Document passage:
# # # # # # #
Kenner as an Eliot Fan
“Your whimsical thoughts, if you live long enough, will be back haunting you.”1 So begins Hugh Kenner’s 1984 article, “The Making of the Modernist Canon.” My own whimsical haunting by Kenner and the Kenner canon happened when I was still young, the night before my PhD oral exams at Yale. Back then, we had to take nine historical topics in English Literature from Anglo-Saxon through the twentieth century: the traditional canon indeed. However, if, brazenly, one dared, one could propose a “double topic” covering both a genre and a historical field. This meant double the time and questions for, in my case, my lovingly crafted double topic “Modernism and its Defense.” While my waking mind rightly feared Grendel’s mother and Areopagitica before the test, my sleeping mind had other plans. That October night, all night, I was led through an endless museum of global artifacts behind glass, which I had to label accurately though I knew I had no idea what they were. These were selected by no other ghostly guide than Ernest Fenollosa himself, who, jumping out of the pages of The Pound Era, insisted that each and every item was part of THE VORTEX. My actual exams were nothing compared to that genteel and endless interrogation.
As a scholar of Anglo-American modernism and T. S. Eliot, I met one of my first guides to my career through Hugh Kenner, and disentangling my own ideas about twentieth-century modernisms and the largely white male modernists of The Pound Era has been an enduring challenge. It took me twenty years, moreover, to realize the following fact: Kenner was a fairly unabashed fan of Pound, Joyce, Eliot, et al. My current work, driven by recent revelations in the Emily Hale papers at Princeton, works to break down the border between scholarship and fandom, impersonality and attachment, objective annotation and invested interpretation. All of this has taken me a long time and some paradigm shifts, schooled as I was in the high modernist canon. Moreover, the idiosyncrasies of Kenner’s work meant that, frustratingly, in his fannishness, if not in his politics or delineated canon, he was already a model for the kind of scholarship I now seek to emulate. He wears his fannishness on his sleeve, emulating and resembling the authors he analyzes—noted even in earliest reviews of The Pound Era. But there are problems, of course, that come with being a fan, and in the following pages I’d like to ask: What might we learn about Kenner’s work—particularly The Invisible Poet—if we read it through the lens of fanfiction and fan studies? This question stems from a larger project about literary modernism as a kind of canonical fandom, but that’s another story.2
Fanfiction is usually defined as “derivative amateur writing” based on another text or a real historical person.3 According to Anne Jamison, “fanfiction asserts the rights of storytellers to take possession of characters and settings from other people’s narratives and tell their own tales about them”;4 fanfic “poaches,” to use Henry Jenkins’s term, off of previously published fiction, other media (like TV or movies), or real life to create new unauthorized texts.5 Exactly what counts as fanfiction is a source of considerable debate. While some critics might point to works as early as the Iliad or the Odyssey as a kind of fanfic, as Homer adopted well-known mythical characters in his epics, most agree that the particular affect and circulation of fanfiction more accurately defines works written only in the last forty years.6 Often anonymous, possibly collaborative, discussed on podcasts like Fansplaining, and eschewing copyright infringement through dispersal in zines or on websites like Archive of Our Own (AO3), fanfiction is an immense and hugely popular genre of creative work. Transformative fanfiction frequently aims to re-center marginalized voices from its source text; divergent fanfic reconceives plots and the fates of characters; slash works create new (often queer) couplings, while crossfic takes two or more different sources and creates stories bridging disparate worlds. Like Kenner’s crew of modernists, fanfic shores fragments, reconceives the canon, and often aims, if more earnestly, to épater le bourgeois.
# # # # # # #
Aim of the exercise: In the passage above about Hugh Kenner, how is fanfiction usually defined?

Collected data:
# # # # # # #
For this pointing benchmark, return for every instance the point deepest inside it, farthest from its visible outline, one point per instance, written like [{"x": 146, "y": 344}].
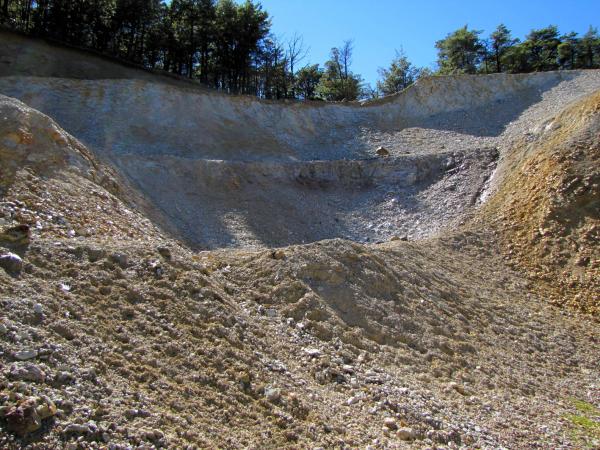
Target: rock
# # # # # # #
Final answer: As "derivative amateur writing" based on another text or a real historical person.